begin Document passage
Teradata’s JDBC driver, downloaded from Teradata.
A valid Starburst Enterprise license.

Configuration#

To configure the Teradata connector as example catalog, create a file named example.properties in etc/catalog (replace example with your database name or some other descriptive name of the catalog) with the following contents:

connector.name=teradata
connection-url=jdbc:teradata://HOST
connection-user=USERNAME
connection-password=PASSWORD

More information about the supported JDBC URL format and parameters of the Teradata JDBC driver is available in the Teradata documentation.

General configuration properties#

The following table describes general catalog configuration properties for the connector:

Property name	Description
`case-insensitive-name-matching`	Support case insensitive schema and table names. Defaults to `false`.
`case-insensitive-name-matching.cache-ttl`	Duration for which case insensitive schema and table names are cached. Defaults to `1m`.
`case-insensitive-name-matching.config-file`	Path to a name mapping configuration file in JSON format that allows Trino to disambiguate between schemas and tables with similar names in different cases. Defaults to `null`.
`case-insensitive-name-matching.config-file.refresh-period`	Frequency with which Trino checks the name matching configuration file for changes. The duration value defaults to `0s` (refresh disabled).
`metadata.cache-ttl`	Duration for which metadata, including table and column statistics, is cached. Defaults to `0s` (caching disabled).
`metadata.cache-missing`	Cache the fact that metadata, including table and column statistics, is not available. Defaults to `false`.
`metadata.schemas.cache-ttl`	Duration for which schema metadata is cached. Defaults to the value of `metadata.cache-ttl`.
`metadata.tables.cache-ttl`	Duration for which table metadata is cached. Defaults to the value of `metadata.cache-ttl`.
`metadata.statistics.cache-ttl`	Duration for which tables statistics are cached. Defaults to the value of `metadata.cache-ttl`.
`metadata.cache-maximum-size`	Maximum number of objects stored in the metadata cache. Defaults to `10000`.
`sql-based-metadata.enabled`	Controls how the connector retrieves metadata. When `true`, the connector uses `SELECT ` queries for faster performance. When `false`, it uses the standard JDBC metadata API, which avoids `SELECT ` but can be slower. Defaults to `true`.
`write.batch-size`	Maximum number of statements in a batched execution. Do not change this setting from the default. Non-default values may negatively impact performance. Defaults to `1000`.
end Document passage
begin Material supplied
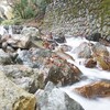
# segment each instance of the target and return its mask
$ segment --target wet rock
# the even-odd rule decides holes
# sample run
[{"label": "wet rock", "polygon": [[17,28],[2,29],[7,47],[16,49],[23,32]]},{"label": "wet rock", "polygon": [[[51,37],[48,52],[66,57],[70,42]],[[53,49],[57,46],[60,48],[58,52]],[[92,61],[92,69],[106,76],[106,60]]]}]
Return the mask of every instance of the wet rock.
[{"label": "wet rock", "polygon": [[31,36],[32,41],[34,41],[37,40],[37,37],[40,37],[40,30],[36,28],[24,26],[21,34],[24,36]]},{"label": "wet rock", "polygon": [[57,43],[65,43],[66,42],[65,35],[63,33],[59,33],[57,36],[54,36],[54,40]]},{"label": "wet rock", "polygon": [[85,62],[85,66],[88,68],[94,68],[97,66],[97,62],[92,58],[89,58]]},{"label": "wet rock", "polygon": [[84,110],[78,102],[69,98],[68,95],[56,88],[52,82],[48,82],[44,90],[36,91],[35,96],[38,110]]},{"label": "wet rock", "polygon": [[30,36],[13,34],[9,40],[7,40],[7,43],[12,47],[29,48],[30,41]]},{"label": "wet rock", "polygon": [[99,67],[110,72],[110,56],[97,56],[96,61],[98,62]]},{"label": "wet rock", "polygon": [[34,110],[35,97],[19,88],[0,72],[0,110]]},{"label": "wet rock", "polygon": [[0,70],[2,70],[11,81],[31,94],[40,88],[40,80],[37,80],[40,76],[38,69],[32,69],[24,65],[8,65],[0,66]]},{"label": "wet rock", "polygon": [[66,63],[61,58],[54,58],[51,63],[50,70],[45,81],[52,81],[55,85],[62,84],[63,86],[72,85],[79,81],[81,72],[73,64]]},{"label": "wet rock", "polygon": [[51,57],[52,52],[43,48],[32,48],[29,51],[19,51],[16,63],[28,65],[33,68],[40,68],[46,57]]},{"label": "wet rock", "polygon": [[92,52],[96,56],[109,56],[107,47],[100,43],[92,46]]},{"label": "wet rock", "polygon": [[110,97],[110,81],[97,81],[75,90],[86,98]]},{"label": "wet rock", "polygon": [[110,41],[107,41],[105,38],[100,38],[100,44],[106,45],[106,46],[110,46]]},{"label": "wet rock", "polygon": [[86,37],[89,41],[95,41],[95,42],[99,42],[99,40],[101,38],[101,34],[100,33],[94,33],[89,36]]},{"label": "wet rock", "polygon": [[63,52],[70,52],[73,47],[70,47],[69,45],[61,45],[61,47],[58,50],[62,50]]},{"label": "wet rock", "polygon": [[76,47],[73,53],[76,53],[79,58],[90,58],[91,50],[88,43],[84,42],[78,47]]},{"label": "wet rock", "polygon": [[22,29],[23,29],[22,25],[12,25],[12,26],[9,26],[9,28],[12,29],[12,33],[13,33],[13,34],[21,34],[21,31],[22,31]]},{"label": "wet rock", "polygon": [[0,50],[0,64],[1,65],[12,64],[11,56],[2,50]]},{"label": "wet rock", "polygon": [[67,59],[48,50],[35,48],[19,52],[16,63],[45,70],[45,84],[51,80],[56,85],[72,85],[80,80],[81,72]]}]

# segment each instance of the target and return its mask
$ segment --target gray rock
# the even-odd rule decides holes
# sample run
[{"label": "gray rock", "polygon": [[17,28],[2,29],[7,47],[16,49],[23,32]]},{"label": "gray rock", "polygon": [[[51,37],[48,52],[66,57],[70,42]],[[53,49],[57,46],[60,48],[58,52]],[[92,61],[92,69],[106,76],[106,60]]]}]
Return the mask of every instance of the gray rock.
[{"label": "gray rock", "polygon": [[36,28],[24,26],[21,34],[25,36],[31,36],[31,40],[34,41],[37,40],[37,37],[40,36],[40,30]]},{"label": "gray rock", "polygon": [[29,65],[33,68],[40,68],[43,65],[45,57],[50,57],[51,53],[48,50],[34,48],[30,51],[19,51],[16,63]]},{"label": "gray rock", "polygon": [[78,47],[76,47],[73,53],[76,53],[79,58],[90,58],[91,48],[88,43],[84,42]]},{"label": "gray rock", "polygon": [[0,50],[0,64],[1,65],[12,64],[11,56],[2,50]]},{"label": "gray rock", "polygon": [[61,89],[48,82],[44,90],[35,94],[37,99],[36,110],[84,110],[74,99]]},{"label": "gray rock", "polygon": [[38,69],[32,69],[24,65],[0,66],[6,76],[29,92],[35,92],[38,86]]},{"label": "gray rock", "polygon": [[34,95],[28,94],[0,72],[0,110],[34,110]]},{"label": "gray rock", "polygon": [[101,34],[100,33],[94,33],[89,36],[86,37],[89,41],[95,41],[95,42],[99,42],[99,40],[101,38]]}]

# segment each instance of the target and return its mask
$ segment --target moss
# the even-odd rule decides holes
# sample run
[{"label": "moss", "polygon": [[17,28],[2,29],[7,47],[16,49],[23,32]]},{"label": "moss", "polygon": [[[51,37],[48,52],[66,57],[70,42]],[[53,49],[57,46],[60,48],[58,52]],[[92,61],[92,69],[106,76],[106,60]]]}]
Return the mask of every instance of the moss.
[{"label": "moss", "polygon": [[22,19],[12,19],[12,20],[4,20],[1,22],[2,25],[13,25],[13,24],[21,24],[24,20]]}]

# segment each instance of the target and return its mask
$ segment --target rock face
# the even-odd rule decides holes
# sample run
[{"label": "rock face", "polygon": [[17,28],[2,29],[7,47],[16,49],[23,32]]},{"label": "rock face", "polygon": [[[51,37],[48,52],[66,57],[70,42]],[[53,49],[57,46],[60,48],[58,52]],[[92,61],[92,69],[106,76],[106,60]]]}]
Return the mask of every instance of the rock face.
[{"label": "rock face", "polygon": [[[95,1],[96,2],[96,1]],[[97,19],[95,12],[89,13],[87,9],[91,9],[100,4],[100,1],[96,2],[85,1],[86,10],[84,8],[82,1],[65,1],[57,0],[52,2],[45,11],[43,32],[52,32],[53,34],[63,33],[74,36],[88,36],[95,33],[101,33],[102,37],[107,36],[106,40],[110,40],[109,33],[109,18],[103,20],[105,26],[101,30],[100,19]],[[97,35],[97,34],[95,34]],[[100,34],[98,34],[97,40]],[[95,38],[95,37],[94,37]]]},{"label": "rock face", "polygon": [[99,40],[101,38],[101,34],[100,33],[94,33],[89,36],[86,37],[89,41],[95,41],[95,42],[99,42]]},{"label": "rock face", "polygon": [[91,50],[89,43],[81,43],[78,47],[76,47],[73,53],[76,53],[79,58],[90,58]]},{"label": "rock face", "polygon": [[36,91],[38,108],[36,110],[84,110],[68,95],[48,82],[44,90]]},{"label": "rock face", "polygon": [[0,72],[0,110],[34,110],[35,97],[22,90]]},{"label": "rock face", "polygon": [[88,68],[94,68],[97,66],[97,62],[92,58],[89,58],[86,61],[85,66]]},{"label": "rock face", "polygon": [[25,36],[31,36],[31,40],[34,41],[37,40],[37,37],[40,36],[40,30],[36,28],[23,28],[21,34]]},{"label": "rock face", "polygon": [[86,98],[110,97],[110,81],[98,81],[75,90]]},{"label": "rock face", "polygon": [[12,64],[11,56],[2,50],[0,50],[0,64],[1,65]]},{"label": "rock face", "polygon": [[16,62],[32,68],[45,70],[45,84],[51,80],[56,85],[58,82],[72,85],[81,78],[81,72],[75,65],[67,63],[66,58],[48,50],[21,51]]},{"label": "rock face", "polygon": [[24,65],[7,65],[0,66],[0,70],[2,70],[11,81],[31,94],[34,94],[36,89],[40,88],[37,80],[40,72],[37,68],[33,69]]},{"label": "rock face", "polygon": [[109,56],[107,47],[100,43],[92,46],[92,52],[99,56]]}]

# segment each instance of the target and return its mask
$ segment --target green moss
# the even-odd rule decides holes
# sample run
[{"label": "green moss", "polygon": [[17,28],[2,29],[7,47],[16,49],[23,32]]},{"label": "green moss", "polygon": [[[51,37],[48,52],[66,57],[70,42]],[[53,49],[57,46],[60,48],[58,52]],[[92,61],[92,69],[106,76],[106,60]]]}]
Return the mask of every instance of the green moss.
[{"label": "green moss", "polygon": [[4,20],[1,22],[2,25],[13,25],[13,24],[21,24],[24,20],[22,19],[12,19],[12,20]]}]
end Material supplied
Task instructions:
1. Reproduce the portion of the Teradata connector documentation between "Configuration#" and "the Teradata documentation.", inclusive.
2. Answer these questions using the Teradata connector documentation.
(a) In which directory should the example.properties file be created?
(b) What is the default value of `metadata.cache-maximum-size`?
(c) What is the default value of `write.batch-size`?
The data play no part in this work.

The solutions:
1.
Configuration#

To configure the Teradata connector as example catalog, create a file named example.properties in etc/catalog (replace example with your database name or some other descriptive name of the catalog) with the following contents:

connector.name=teradata
connection-url=jdbc:teradata://HOST
connection-user=USERNAME
connection-password=PASSWORD

More information about the supported JDBC URL format and parameters of the Teradata JDBC driver is available in the Teradata documentation.

2.
(a) etc/catalog
(b) 10000
(c) 1000